- GIVEN DATA
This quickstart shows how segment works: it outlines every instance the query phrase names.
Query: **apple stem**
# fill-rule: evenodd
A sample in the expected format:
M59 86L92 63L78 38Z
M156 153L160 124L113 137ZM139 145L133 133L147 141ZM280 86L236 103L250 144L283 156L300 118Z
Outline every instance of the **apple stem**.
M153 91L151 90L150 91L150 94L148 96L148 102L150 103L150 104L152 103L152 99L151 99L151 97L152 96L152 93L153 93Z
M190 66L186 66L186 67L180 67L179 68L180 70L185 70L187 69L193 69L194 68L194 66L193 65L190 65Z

- TASK BRIEF
Can you return every line of the material above without changing anything?

- RESPONSE TO THE TASK
This quickstart shows how segment works: it outlines every instance the query phrase names.
Query: **apple stem**
# fill-rule: evenodd
A sample in the expected format:
M59 86L92 63L78 38Z
M156 153L160 124L113 137ZM139 145L133 133L147 141ZM280 86L236 103L250 144L283 156L300 118Z
Outline every instance of the **apple stem**.
M153 91L151 90L150 91L150 94L148 96L148 102L150 103L150 104L152 103L152 99L151 99L151 97L152 96L152 93L153 93Z
M190 66L186 66L186 67L180 67L179 68L180 70L185 70L187 69L193 69L194 68L194 66L193 65L190 65Z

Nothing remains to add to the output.